For this exercise, output the line containing "Reviewer note: confirm that each instance of the pedestrian" and all lines after it to the end of the records, exactly, with no other content.

Excerpts from a dataset:
'''
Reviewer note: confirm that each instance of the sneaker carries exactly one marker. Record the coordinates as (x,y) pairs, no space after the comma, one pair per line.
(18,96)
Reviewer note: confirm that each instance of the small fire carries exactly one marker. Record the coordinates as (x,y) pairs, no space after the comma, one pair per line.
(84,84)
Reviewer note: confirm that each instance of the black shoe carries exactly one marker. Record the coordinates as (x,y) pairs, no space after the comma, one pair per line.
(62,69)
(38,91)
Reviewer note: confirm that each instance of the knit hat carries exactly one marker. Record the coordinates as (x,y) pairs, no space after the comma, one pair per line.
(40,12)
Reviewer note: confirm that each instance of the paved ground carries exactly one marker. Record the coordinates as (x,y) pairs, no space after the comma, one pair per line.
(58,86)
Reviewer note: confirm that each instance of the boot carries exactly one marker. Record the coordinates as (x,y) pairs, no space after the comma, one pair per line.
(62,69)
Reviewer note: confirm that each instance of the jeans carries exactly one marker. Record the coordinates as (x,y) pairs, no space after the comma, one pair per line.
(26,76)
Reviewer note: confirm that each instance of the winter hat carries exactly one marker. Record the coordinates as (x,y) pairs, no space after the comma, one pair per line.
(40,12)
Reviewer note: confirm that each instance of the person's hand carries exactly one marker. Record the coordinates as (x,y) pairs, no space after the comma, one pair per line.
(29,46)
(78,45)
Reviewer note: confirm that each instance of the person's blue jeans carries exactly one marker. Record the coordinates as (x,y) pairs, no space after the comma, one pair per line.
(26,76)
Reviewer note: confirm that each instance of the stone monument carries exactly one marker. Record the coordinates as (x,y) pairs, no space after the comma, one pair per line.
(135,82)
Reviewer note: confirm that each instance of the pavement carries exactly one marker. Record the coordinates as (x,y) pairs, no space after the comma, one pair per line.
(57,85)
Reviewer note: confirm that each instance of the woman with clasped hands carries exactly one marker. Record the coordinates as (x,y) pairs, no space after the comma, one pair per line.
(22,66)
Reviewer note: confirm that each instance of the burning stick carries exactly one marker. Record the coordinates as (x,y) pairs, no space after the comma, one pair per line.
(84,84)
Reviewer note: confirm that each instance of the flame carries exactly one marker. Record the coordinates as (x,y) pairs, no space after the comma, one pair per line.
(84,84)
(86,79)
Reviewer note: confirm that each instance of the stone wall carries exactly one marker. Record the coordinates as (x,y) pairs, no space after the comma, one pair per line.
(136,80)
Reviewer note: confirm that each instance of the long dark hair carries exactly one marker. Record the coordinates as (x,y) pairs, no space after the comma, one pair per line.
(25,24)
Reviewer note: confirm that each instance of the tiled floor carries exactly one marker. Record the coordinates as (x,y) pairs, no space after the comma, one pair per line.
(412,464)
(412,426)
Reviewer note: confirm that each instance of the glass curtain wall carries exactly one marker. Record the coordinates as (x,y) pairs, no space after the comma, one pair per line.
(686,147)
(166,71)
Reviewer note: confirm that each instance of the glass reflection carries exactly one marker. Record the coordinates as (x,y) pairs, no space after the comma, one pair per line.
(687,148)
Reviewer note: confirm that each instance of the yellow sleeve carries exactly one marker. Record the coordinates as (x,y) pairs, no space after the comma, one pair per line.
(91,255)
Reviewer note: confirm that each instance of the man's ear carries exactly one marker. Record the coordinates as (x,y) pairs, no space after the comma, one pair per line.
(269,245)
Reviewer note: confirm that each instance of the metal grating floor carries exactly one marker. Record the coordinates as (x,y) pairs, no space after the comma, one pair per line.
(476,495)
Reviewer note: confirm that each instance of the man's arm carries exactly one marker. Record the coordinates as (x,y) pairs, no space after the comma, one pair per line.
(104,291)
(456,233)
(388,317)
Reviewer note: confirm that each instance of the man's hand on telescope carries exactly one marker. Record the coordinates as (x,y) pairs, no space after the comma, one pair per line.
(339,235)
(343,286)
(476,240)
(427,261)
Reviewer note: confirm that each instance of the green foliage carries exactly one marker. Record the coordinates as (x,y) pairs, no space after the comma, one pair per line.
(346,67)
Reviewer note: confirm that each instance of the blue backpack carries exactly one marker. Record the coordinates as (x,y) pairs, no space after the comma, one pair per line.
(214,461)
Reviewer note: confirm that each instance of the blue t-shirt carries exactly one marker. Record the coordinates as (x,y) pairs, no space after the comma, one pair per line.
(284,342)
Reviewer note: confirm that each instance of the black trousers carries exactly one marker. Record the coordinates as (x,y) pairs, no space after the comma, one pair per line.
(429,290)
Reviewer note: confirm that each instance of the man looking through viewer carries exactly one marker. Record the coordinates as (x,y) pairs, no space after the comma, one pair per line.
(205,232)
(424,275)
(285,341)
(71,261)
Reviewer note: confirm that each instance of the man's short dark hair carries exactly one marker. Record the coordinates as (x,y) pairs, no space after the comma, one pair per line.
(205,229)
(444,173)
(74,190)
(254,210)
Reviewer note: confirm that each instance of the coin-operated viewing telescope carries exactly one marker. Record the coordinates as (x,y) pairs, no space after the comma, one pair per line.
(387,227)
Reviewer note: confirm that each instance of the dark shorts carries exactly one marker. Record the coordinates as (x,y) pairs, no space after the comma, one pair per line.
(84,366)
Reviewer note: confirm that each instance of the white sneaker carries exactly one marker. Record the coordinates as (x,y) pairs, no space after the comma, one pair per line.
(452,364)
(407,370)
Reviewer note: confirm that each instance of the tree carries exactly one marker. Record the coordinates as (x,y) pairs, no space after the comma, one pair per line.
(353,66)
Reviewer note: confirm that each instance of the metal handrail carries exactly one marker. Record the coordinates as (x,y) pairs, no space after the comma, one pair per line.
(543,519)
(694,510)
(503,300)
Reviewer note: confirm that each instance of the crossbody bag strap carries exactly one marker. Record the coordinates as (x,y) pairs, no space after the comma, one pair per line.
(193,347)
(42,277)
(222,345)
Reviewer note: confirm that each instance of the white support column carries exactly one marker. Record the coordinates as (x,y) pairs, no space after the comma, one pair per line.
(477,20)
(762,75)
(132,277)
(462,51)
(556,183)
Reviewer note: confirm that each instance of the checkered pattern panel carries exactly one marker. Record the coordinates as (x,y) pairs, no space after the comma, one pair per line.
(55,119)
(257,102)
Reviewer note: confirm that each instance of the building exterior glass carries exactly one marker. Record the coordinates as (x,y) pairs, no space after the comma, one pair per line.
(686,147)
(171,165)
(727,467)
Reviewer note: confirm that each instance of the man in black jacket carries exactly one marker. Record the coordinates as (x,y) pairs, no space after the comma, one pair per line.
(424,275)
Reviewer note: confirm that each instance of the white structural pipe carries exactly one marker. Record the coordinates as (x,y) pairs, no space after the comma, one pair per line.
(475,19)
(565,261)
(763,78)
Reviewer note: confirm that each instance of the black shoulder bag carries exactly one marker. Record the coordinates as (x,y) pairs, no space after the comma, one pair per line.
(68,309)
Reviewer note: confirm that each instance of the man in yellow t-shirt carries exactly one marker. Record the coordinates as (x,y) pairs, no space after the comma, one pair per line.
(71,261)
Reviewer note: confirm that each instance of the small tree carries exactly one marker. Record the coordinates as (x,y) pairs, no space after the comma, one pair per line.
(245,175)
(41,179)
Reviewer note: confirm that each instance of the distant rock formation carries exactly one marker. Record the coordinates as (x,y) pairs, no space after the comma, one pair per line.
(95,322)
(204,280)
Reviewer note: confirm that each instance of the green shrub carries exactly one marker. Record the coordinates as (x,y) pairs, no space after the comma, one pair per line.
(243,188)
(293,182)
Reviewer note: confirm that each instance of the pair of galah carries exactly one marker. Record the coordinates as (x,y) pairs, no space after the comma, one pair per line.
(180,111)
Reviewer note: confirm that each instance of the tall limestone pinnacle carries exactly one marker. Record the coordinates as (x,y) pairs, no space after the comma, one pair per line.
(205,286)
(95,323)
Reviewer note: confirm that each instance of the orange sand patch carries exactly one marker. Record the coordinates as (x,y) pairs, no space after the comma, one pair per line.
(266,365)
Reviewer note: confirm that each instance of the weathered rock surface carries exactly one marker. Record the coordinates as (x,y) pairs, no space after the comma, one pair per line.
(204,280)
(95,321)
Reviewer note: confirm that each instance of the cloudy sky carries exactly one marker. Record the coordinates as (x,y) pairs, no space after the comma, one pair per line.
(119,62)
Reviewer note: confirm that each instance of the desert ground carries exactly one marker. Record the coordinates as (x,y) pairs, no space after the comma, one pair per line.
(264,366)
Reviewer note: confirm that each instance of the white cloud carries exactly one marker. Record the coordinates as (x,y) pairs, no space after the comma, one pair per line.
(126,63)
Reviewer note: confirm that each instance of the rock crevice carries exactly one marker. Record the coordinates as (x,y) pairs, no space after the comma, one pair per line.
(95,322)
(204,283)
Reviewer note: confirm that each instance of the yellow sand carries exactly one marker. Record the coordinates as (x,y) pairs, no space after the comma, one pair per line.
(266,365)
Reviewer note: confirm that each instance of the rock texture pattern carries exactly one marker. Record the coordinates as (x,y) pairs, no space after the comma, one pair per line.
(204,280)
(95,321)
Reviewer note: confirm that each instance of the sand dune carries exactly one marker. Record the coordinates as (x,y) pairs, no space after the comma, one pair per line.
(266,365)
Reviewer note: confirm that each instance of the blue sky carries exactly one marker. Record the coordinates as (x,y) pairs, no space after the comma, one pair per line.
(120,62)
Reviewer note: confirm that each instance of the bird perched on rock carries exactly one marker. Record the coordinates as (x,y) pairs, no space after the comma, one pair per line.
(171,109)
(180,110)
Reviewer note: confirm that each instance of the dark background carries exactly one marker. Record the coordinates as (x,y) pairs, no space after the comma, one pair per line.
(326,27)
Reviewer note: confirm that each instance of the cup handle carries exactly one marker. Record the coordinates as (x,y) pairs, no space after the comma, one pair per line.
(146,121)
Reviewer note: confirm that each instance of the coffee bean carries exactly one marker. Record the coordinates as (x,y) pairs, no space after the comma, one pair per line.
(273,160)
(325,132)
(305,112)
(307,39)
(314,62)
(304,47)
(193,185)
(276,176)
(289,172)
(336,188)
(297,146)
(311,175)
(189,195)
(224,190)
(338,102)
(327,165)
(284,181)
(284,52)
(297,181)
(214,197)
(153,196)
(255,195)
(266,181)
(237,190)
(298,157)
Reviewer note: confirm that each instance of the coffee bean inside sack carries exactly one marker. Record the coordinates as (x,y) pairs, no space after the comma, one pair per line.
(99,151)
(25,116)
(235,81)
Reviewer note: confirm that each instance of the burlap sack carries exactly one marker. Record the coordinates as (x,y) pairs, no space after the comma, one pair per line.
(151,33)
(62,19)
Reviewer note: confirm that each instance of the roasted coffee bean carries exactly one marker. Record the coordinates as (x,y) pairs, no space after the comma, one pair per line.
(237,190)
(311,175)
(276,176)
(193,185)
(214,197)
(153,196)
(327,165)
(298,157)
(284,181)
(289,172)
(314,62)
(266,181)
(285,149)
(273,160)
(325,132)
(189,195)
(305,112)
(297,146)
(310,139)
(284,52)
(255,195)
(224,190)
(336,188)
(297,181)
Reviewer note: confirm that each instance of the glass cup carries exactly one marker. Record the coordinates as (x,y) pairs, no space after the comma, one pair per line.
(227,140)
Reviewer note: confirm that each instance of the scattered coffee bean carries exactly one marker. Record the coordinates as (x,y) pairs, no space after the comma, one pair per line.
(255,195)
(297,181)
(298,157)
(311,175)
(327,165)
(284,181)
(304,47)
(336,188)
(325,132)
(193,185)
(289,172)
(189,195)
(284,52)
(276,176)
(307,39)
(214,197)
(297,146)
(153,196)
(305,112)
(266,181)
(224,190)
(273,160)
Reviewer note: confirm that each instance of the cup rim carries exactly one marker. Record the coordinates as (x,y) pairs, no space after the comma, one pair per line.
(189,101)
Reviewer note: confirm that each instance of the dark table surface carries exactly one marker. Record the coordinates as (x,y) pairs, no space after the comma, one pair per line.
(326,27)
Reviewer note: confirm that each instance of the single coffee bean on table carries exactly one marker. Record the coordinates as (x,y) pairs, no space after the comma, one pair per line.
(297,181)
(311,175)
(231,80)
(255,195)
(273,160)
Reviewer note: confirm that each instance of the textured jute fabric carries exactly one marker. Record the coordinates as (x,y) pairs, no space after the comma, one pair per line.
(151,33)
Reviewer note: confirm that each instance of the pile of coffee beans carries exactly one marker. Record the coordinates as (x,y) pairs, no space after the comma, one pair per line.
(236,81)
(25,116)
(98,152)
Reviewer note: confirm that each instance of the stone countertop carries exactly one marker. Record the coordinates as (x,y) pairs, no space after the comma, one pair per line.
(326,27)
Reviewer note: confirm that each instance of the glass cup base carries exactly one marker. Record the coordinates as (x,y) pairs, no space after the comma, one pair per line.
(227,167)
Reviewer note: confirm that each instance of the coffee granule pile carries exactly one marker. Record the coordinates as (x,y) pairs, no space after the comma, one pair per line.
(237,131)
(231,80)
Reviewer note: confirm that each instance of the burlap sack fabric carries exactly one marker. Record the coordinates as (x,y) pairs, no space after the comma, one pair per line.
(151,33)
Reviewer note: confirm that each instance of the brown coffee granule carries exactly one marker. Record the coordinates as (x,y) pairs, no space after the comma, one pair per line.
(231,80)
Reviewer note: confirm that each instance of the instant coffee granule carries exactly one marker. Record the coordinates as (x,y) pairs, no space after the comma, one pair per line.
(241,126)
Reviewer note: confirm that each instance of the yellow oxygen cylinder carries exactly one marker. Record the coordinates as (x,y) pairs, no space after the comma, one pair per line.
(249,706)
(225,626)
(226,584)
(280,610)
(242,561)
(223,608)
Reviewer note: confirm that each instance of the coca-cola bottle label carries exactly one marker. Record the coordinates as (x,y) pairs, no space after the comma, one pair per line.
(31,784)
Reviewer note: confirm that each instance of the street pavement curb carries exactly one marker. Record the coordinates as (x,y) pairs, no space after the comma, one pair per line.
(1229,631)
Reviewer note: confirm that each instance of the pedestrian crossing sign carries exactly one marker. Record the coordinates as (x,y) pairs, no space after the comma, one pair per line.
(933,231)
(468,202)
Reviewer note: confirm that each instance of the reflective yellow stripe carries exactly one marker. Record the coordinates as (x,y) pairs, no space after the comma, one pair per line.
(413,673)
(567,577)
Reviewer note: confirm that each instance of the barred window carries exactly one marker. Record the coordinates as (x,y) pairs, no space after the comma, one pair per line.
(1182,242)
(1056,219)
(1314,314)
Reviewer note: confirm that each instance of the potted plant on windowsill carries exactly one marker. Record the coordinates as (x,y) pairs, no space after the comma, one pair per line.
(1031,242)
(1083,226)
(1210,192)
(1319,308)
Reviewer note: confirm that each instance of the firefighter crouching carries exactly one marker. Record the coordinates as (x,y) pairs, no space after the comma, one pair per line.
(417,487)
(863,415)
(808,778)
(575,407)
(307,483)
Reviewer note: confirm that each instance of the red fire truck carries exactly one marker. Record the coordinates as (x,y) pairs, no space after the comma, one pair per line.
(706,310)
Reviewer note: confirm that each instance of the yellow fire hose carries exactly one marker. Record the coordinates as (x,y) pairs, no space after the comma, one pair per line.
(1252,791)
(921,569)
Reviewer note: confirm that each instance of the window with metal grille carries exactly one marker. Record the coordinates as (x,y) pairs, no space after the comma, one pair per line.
'''
> Task answer:
Reviewer note: confirm that each instance of the pedestrian crossing sign carries exactly one marker. Record the coordinates as (x,y) pairs, no space after the comma, one pair per line.
(933,231)
(468,202)
Reviewer note: confirm that each instance of the reflective yellow stripe carries exactly one marker. Record the coordinates as (x,y) pairs, no space after the comma, one pair per line.
(413,673)
(567,577)
Reviewer note: confirm that each instance of the barred window carries exactly one marker. Record the coordinates as (x,y) pairs, no space after the comma, one pair per line.
(1182,242)
(1056,219)
(1314,314)
Reviewer note: confirm that each instance of the potted plant on windowsill carries exactly one marker. Record the coordinates as (x,y) pairs, no space after the comma, one pair per line.
(1031,242)
(1083,226)
(1210,192)
(1319,308)
Reviewer note: confirm that each instance of the firefighter crouching carries exactly one marker. Record the coordinates as (x,y) pairs, no space after the comma, one pair per line.
(417,487)
(863,415)
(808,778)
(575,407)
(307,483)
Reviewer note: confirm that each instance of the red fire truck carries exactly one marker. Record the coordinates as (x,y) pairs, no space after the comma, one pair per line.
(706,310)
Reviewer note: confirm that each instance of the yellow fire hose carries exactly one marker. Record the coordinates as (x,y) pairs, no space after the comma, one pair per line.
(1252,791)
(921,569)
Reviewer note: confirm that each instance of the window with metal grille carries exactly one marker. Record the coordinates as (x,y) pairs, no space after the comma, one pair per line.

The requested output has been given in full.